**TASKS TO PERFORM:**
A. Print a passage from the debt limit reading links, beginning at the words "Here are this" and stopping after "Squawk Box here.".
B. Summarize the debt limit reading links in two sentences.
C. Carry the debt limit reading links forward from their last sentence.

**PAGE EXCERPT:**
-=-=-=-=-
Here are this week’s reading links and fiscal facts:
Debt limit dealmaking is necessary and normal. As the Manhattan Institute’s Brian Riedl explains, all eight of the largest deficit-reduction laws since 1985 were attached to debt limit bills. A majority of likely voters, 74 percent, want President Biden to negotiate to find common ground on the upcoming debt limit, including reductions in government spending. Boccia argues that such a deal should include new limits on discretionary spending, mandatory spending cuts, and reforms to Medicare and Social Security put forth by an independent commission.
Boccia discusses the debt limit on CNBC’s Squawk Box here.
The President must abide by the debt limit. According to some reports, Biden’s advisors are contemplating violating the congressional debt limit based on a “far-fetched interpretation of Section 4 of the 14th Amendment.” As Stanford Law Professor Michael McConnell explains, “Section 4 prevents the only institution of government that could deny the validity of the debt — namely, Congress — from doing so…even if the president were to issue new bonds without congressional authorization, the text of Section 4 makes plain that these bonds would not be constitutionally binding.”
-=-=-=-=-
**EXTRACTED RECORDS:**

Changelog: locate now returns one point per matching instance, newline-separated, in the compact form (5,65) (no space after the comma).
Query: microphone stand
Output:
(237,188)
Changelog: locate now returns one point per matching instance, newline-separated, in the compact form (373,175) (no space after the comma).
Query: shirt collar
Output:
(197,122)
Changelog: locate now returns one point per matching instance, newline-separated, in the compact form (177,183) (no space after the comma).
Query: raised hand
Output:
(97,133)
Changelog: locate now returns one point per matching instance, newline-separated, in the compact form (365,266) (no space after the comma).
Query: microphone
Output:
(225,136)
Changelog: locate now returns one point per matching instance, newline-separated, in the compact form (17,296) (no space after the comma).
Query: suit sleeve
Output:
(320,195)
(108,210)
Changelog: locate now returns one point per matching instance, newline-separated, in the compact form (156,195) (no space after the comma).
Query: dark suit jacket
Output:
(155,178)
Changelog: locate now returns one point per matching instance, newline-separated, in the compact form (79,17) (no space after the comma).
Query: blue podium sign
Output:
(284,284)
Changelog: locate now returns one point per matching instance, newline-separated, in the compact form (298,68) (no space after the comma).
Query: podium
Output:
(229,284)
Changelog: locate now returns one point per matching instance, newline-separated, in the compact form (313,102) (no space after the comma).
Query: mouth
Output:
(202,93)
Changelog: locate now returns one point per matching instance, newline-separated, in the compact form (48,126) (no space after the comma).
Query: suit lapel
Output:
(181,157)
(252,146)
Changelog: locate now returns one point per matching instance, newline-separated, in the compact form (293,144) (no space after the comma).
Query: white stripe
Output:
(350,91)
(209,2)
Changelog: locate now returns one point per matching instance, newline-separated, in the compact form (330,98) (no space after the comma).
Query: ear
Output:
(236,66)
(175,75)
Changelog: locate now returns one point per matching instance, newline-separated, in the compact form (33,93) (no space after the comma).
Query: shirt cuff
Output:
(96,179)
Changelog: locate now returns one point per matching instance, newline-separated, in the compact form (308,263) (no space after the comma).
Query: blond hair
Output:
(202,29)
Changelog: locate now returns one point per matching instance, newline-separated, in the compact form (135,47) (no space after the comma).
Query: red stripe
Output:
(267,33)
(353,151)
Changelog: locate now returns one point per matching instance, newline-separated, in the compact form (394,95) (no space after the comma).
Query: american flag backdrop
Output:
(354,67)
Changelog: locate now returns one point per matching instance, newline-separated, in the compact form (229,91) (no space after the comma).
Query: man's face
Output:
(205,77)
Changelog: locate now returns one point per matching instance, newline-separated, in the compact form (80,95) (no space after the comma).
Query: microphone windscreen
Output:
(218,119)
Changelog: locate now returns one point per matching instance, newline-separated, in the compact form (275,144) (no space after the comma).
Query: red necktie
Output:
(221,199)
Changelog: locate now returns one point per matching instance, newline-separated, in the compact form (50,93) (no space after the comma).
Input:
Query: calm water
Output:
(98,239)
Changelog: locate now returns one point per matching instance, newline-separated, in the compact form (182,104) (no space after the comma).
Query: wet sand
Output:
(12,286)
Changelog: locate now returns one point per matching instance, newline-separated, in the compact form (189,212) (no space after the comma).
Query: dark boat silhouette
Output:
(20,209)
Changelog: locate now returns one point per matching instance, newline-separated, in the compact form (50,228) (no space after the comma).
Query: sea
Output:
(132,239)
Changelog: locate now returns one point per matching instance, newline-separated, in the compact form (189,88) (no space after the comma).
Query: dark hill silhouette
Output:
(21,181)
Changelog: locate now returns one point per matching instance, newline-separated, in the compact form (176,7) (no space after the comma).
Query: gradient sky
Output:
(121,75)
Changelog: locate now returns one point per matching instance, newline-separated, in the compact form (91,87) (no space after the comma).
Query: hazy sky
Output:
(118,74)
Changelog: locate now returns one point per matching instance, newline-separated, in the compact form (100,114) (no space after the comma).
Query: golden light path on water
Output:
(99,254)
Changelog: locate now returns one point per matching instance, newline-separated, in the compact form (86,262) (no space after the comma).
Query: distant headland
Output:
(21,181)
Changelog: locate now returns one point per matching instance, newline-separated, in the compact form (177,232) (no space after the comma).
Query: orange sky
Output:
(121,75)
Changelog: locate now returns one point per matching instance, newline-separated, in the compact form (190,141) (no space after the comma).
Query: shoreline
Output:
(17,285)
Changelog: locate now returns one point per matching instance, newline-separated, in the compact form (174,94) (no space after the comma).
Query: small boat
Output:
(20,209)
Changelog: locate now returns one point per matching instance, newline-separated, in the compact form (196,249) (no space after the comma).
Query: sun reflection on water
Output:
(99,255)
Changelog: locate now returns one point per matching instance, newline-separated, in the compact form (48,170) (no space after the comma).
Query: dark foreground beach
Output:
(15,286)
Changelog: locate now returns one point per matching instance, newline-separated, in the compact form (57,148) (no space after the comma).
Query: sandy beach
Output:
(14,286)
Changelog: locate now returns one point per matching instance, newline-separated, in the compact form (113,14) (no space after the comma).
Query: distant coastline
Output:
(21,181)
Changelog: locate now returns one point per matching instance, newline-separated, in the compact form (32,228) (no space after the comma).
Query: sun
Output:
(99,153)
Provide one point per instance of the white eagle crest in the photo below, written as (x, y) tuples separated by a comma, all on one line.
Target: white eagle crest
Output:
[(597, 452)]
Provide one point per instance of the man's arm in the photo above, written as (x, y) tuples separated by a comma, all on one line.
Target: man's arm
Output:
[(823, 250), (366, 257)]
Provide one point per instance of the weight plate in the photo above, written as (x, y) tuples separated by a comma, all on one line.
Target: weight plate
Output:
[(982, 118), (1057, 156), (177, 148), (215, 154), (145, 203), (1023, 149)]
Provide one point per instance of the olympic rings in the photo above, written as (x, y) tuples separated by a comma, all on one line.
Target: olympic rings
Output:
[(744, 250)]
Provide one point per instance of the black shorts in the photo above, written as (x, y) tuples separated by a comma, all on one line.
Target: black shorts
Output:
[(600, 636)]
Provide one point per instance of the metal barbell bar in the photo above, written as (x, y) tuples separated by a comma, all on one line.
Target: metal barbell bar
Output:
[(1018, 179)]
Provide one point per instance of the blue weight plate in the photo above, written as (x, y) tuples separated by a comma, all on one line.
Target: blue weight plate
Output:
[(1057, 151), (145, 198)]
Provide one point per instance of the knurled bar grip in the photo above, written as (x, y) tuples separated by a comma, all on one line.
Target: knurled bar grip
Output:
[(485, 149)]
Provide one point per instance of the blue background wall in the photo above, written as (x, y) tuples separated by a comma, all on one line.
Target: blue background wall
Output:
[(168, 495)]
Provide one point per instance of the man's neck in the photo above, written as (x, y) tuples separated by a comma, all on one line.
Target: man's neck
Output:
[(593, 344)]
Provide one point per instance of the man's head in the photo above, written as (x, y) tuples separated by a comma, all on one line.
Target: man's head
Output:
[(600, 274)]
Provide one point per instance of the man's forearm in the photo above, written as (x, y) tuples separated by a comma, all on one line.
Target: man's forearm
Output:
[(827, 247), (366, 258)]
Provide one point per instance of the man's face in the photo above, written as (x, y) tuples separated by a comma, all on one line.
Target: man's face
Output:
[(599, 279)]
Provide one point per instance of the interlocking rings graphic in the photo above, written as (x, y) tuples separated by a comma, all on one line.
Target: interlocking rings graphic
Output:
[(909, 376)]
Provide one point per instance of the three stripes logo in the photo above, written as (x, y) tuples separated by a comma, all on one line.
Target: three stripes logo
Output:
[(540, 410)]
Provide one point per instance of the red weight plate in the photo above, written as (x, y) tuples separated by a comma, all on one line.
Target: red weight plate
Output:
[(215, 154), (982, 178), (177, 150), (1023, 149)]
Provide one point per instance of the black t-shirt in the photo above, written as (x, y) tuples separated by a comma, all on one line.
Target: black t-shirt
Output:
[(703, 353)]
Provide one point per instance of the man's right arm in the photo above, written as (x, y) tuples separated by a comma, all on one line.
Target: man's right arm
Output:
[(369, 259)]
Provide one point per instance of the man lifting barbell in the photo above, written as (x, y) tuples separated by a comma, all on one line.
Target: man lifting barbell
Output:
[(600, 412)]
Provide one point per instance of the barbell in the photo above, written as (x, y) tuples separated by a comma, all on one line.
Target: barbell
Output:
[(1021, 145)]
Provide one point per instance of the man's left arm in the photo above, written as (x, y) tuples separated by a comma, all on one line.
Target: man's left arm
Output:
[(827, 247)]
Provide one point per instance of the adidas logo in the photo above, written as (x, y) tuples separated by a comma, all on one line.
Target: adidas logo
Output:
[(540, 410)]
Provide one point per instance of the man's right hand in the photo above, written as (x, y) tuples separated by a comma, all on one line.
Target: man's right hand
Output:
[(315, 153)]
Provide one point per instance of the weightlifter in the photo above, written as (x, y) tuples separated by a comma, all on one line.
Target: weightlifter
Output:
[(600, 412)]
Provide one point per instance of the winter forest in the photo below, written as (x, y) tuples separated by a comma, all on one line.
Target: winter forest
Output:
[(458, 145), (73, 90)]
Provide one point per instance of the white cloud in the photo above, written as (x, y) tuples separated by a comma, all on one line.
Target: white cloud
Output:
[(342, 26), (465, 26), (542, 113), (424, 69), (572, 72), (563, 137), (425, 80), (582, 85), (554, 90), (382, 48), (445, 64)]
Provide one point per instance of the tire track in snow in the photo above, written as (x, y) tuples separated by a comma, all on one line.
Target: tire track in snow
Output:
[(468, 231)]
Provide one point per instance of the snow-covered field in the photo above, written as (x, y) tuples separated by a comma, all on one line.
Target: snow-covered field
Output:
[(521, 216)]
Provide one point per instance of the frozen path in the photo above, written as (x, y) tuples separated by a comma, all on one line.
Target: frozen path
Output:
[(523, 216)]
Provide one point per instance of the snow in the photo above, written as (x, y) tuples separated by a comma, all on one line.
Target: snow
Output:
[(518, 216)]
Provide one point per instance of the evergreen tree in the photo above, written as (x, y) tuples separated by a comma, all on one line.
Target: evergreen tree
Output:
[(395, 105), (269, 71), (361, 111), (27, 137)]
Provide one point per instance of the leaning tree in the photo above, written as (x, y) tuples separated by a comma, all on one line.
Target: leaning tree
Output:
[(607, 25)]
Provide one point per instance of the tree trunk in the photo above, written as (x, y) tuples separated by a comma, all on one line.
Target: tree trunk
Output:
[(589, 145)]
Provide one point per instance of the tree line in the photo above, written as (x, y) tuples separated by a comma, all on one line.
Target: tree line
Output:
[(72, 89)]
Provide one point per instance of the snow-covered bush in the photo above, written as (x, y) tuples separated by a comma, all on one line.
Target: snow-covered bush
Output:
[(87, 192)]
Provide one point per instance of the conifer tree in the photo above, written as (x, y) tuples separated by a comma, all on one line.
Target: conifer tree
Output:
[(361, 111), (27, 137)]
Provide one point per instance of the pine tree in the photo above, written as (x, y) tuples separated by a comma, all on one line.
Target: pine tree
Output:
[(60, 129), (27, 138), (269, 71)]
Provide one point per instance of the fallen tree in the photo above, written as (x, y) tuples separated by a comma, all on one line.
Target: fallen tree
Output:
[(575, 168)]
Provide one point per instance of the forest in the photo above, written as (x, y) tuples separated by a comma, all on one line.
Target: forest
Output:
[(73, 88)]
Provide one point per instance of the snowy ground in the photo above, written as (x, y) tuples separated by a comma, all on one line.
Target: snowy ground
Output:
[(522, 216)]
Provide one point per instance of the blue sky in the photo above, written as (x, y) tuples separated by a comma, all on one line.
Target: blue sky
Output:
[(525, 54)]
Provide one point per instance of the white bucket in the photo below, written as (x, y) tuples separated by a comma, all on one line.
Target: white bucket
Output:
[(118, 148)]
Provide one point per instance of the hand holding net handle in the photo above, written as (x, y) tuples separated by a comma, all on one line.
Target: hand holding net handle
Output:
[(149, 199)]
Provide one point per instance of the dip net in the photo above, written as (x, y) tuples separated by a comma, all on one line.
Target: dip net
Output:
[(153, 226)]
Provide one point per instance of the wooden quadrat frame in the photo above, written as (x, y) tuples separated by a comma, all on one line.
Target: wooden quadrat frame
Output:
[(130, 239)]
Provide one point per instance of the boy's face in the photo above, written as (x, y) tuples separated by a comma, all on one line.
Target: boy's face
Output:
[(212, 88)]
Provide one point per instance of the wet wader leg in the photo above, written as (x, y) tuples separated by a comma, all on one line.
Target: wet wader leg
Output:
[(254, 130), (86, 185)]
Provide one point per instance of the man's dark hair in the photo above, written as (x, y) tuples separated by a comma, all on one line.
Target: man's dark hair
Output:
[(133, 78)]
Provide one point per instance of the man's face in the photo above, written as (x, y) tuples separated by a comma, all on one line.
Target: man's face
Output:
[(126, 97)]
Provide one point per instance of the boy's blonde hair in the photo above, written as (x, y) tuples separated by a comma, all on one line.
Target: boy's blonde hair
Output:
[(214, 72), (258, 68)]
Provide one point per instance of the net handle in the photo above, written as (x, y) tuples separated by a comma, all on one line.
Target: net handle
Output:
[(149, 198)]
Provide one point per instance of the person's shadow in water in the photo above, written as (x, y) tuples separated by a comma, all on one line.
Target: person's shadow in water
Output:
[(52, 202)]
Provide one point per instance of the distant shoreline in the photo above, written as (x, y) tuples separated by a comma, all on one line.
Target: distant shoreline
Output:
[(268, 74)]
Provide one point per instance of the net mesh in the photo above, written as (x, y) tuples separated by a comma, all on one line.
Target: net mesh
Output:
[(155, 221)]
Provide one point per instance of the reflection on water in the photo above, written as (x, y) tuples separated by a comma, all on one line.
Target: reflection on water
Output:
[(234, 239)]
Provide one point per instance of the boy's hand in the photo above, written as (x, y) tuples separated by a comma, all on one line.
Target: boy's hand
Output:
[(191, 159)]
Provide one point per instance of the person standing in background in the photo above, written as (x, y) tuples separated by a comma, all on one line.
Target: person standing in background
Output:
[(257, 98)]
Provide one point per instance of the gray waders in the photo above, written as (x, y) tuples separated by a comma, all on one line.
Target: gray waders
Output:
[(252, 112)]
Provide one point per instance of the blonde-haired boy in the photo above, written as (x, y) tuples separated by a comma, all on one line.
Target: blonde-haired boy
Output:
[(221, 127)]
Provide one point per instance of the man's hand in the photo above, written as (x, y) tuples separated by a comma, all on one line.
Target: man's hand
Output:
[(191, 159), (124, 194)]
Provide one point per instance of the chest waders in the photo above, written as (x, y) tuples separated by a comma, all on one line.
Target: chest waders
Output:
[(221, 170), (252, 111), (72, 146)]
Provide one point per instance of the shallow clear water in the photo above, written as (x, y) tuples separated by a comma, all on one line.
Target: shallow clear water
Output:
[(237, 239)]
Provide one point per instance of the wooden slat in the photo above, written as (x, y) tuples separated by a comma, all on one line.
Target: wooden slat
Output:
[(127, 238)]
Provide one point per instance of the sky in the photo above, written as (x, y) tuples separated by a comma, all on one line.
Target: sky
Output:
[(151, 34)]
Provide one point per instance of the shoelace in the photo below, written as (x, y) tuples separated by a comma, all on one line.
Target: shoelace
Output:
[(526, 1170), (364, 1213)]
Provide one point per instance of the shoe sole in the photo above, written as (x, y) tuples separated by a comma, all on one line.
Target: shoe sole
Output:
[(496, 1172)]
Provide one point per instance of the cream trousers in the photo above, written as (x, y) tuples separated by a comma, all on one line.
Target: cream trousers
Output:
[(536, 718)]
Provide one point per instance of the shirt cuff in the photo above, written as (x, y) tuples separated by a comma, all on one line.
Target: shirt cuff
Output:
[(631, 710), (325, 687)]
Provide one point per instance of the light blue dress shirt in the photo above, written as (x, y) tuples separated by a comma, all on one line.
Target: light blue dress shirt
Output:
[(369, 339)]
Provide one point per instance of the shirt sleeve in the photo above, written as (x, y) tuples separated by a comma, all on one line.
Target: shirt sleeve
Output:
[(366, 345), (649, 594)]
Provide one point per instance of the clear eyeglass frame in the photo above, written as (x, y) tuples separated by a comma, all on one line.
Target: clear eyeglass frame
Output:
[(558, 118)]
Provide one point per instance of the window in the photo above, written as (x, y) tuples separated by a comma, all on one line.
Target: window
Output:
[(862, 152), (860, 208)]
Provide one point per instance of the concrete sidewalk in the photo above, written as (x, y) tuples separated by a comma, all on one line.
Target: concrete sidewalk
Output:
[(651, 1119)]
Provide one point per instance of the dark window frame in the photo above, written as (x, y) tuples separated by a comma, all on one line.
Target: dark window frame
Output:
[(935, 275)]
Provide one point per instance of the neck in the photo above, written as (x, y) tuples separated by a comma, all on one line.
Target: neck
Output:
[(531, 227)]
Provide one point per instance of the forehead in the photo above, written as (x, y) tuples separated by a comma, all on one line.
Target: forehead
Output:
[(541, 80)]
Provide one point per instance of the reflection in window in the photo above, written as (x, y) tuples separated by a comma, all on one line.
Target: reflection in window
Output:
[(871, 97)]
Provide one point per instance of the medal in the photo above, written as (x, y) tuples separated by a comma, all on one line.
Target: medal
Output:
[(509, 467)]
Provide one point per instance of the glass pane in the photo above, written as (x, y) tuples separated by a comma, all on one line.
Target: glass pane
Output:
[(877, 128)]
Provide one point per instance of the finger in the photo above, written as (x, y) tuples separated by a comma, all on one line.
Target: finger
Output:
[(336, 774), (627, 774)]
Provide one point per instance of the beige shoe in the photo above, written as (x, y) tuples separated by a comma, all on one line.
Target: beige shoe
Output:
-=-=-=-=-
**REPLIES:**
A.
Here are this week’s reading links and fiscal facts:
Debt limit dealmaking is necessary and normal. As the Manhattan Institute’s Brian Riedl explains, all eight of the largest deficit-reduction laws since 1985 were attached to debt limit bills. A majority of likely voters, 74 percent, want President Biden to negotiate to find common ground on the upcoming debt limit, including reductions in government spending. Boccia argues that such a deal should include new limits on discretionary spending, mandatory spending cuts, and reforms to Medicare and Social Security put forth by an independent commission.
Boccia discusses the debt limit on CNBC’s Squawk Box here.

B. Debt limit dealmaking is presented as necessary and normal: all eight of the largest deficit-reduction laws since 1985 were attached to debt limit bills, and 74 percent of likely voters want President Biden to negotiate. The text also holds that the President must abide by the debt limit, citing Michael McConnell's explanation that under Section 4 of the 14th Amendment, bonds issued without congressional authorization would not be constitutionally binding.

C.
Federal health spending is unsustainable. Paul Winfree, formerly at the Heritage Foundation, estimates that federal health spending will compromise the government’s ability to borrow money within the next 25 to 50 years. “This means that spending on federal health programs without structural reforms will significantly limit the federal government’s ability to take on additional debt to address a future economic recession, pandemic, war, or another adverse event.” Cato’s Michael Cannon lays out the case for limiting the growth of Medicare spending here.
The U.S. is among the most indebted governments in the world. According to the International Monetary Fund’s (IMF) measure of central government debt, the U.S. ranks 16th highest out of 164 countries with federal debt reaching 115 percent of gross domestic product (GDP). See the Tax Foundation’s chart below for a cross-national comparison. “In 2001, U.S. federal debt was 42 percent of GDP, lower than debt levels found in 100 other countries,” writes William McBride of the Tax Foundation. Boccia explains the long-term outlook of the country’s financial health here.